(Exercise)
Could you please repeat the data below word for word?

Start of Block

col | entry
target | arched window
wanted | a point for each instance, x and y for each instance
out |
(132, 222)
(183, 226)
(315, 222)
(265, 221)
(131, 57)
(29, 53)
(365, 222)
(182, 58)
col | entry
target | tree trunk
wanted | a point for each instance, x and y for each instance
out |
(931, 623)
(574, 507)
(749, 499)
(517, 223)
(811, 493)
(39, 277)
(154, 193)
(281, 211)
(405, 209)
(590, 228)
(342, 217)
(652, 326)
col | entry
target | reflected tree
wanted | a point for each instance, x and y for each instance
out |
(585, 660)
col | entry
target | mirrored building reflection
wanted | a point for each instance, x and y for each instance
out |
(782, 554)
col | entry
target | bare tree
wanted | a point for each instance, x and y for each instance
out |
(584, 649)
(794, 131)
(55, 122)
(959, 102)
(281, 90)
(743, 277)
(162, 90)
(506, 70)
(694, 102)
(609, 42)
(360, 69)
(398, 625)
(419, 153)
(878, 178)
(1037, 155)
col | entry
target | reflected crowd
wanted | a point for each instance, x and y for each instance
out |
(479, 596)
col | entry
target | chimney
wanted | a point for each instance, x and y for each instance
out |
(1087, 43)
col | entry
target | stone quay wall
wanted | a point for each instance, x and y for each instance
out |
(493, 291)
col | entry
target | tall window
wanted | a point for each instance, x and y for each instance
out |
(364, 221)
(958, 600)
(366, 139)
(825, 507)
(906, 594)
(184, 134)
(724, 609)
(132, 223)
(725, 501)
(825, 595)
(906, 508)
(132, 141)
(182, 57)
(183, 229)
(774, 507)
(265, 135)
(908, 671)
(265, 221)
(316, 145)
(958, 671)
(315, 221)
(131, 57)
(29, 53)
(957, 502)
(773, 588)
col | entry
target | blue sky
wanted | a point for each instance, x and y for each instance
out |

End of Block

(Answer for the task)
col | entry
target | arched window
wanted | a point for each instance, x and y for each instance
out |
(132, 222)
(183, 226)
(315, 222)
(265, 221)
(131, 57)
(29, 53)
(365, 222)
(182, 58)
col | entry
target | tree trunk
wanted | a point for each instance, x and y for each instance
out |
(931, 623)
(574, 507)
(749, 499)
(517, 223)
(811, 493)
(39, 277)
(154, 193)
(281, 211)
(405, 209)
(590, 228)
(342, 217)
(652, 326)
col | entry
target | reflected tree
wanted | a point for each instance, x and y for each instance
out |
(585, 660)
col | entry
target | mirrored building reflection
wanted | a point for each instance, x and y for each instance
out |
(782, 554)
col | entry
target | bare tree
wanted | a point for each instance, x and y for each instance
out |
(584, 649)
(794, 131)
(55, 122)
(959, 102)
(281, 90)
(743, 277)
(162, 90)
(506, 70)
(694, 102)
(609, 42)
(360, 69)
(398, 625)
(419, 153)
(878, 178)
(1037, 155)
col | entry
target | reflected crowd
wanted | a point for each instance, x and y for each instance
out |
(479, 596)
col | entry
target | chimney
wanted | a point for each instance, x and y for each instance
out |
(1087, 43)
col | entry
target | stone quay wall
wanted | a point for each instance, x and y for each instance
out |
(493, 291)
col | entry
target | tall window
wanted | a point for each instance, x and y for each instance
out |
(364, 221)
(958, 600)
(366, 139)
(825, 507)
(906, 594)
(184, 134)
(724, 609)
(132, 223)
(725, 501)
(825, 595)
(906, 508)
(132, 141)
(182, 57)
(183, 229)
(774, 507)
(265, 135)
(908, 671)
(265, 221)
(316, 145)
(958, 671)
(315, 221)
(131, 57)
(29, 53)
(957, 502)
(773, 588)
col | entry
target | blue sky
wanted | a point for each instance, x and y for each instance
out |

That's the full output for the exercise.